## BEGIN INPUT FOR THIS TASK

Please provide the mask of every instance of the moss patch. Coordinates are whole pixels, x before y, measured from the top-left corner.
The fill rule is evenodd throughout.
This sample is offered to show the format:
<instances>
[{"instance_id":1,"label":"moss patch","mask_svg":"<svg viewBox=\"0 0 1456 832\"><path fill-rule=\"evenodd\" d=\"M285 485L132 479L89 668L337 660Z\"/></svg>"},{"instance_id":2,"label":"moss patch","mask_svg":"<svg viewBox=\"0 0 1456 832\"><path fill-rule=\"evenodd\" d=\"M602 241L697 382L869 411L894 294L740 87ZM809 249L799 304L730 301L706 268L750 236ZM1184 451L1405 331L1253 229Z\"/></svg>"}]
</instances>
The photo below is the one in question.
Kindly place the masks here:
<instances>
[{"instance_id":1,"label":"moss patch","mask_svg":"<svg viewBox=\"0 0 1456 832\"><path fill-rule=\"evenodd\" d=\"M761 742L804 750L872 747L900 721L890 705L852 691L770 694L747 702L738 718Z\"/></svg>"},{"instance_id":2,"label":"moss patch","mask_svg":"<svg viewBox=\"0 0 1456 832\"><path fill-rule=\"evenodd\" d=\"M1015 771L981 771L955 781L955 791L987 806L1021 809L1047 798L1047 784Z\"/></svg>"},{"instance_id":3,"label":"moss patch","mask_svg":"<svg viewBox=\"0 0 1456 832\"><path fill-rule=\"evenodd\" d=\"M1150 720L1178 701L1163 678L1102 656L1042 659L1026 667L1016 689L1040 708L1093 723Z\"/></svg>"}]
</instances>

## END INPUT FOR THIS TASK

● **TASK BRIEF**
Recast all of the data above as a Markdown table with the columns Row and Text, placing each nonblank line in its own numbered row and omitting blank lines.

● **RESPONSE TO THE TASK**
| Row | Text |
|---|---|
| 1 | Please provide the mask of every instance of the moss patch. Coordinates are whole pixels, x before y, measured from the top-left corner. |
| 2 | The fill rule is evenodd throughout. |
| 3 | This sample is offered to show the format: |
| 4 | <instances> |
| 5 | [{"instance_id":1,"label":"moss patch","mask_svg":"<svg viewBox=\"0 0 1456 832\"><path fill-rule=\"evenodd\" d=\"M285 485L132 479L89 668L337 660Z\"/></svg>"},{"instance_id":2,"label":"moss patch","mask_svg":"<svg viewBox=\"0 0 1456 832\"><path fill-rule=\"evenodd\" d=\"M602 241L697 382L869 411L894 294L740 87ZM809 249L799 304L730 301L706 268L750 236ZM1184 451L1405 331L1253 229Z\"/></svg>"}] |
| 6 | </instances> |
| 7 | The photo below is the one in question. |
| 8 | Kindly place the masks here: |
| 9 | <instances> |
| 10 | [{"instance_id":1,"label":"moss patch","mask_svg":"<svg viewBox=\"0 0 1456 832\"><path fill-rule=\"evenodd\" d=\"M761 742L804 750L872 747L900 721L890 705L852 691L770 694L747 702L738 718Z\"/></svg>"},{"instance_id":2,"label":"moss patch","mask_svg":"<svg viewBox=\"0 0 1456 832\"><path fill-rule=\"evenodd\" d=\"M1015 771L981 771L955 781L955 791L987 806L1021 809L1047 798L1047 784Z\"/></svg>"},{"instance_id":3,"label":"moss patch","mask_svg":"<svg viewBox=\"0 0 1456 832\"><path fill-rule=\"evenodd\" d=\"M1150 720L1178 701L1163 678L1102 656L1042 659L1026 667L1016 689L1040 708L1093 723Z\"/></svg>"}] |
| 11 | </instances> |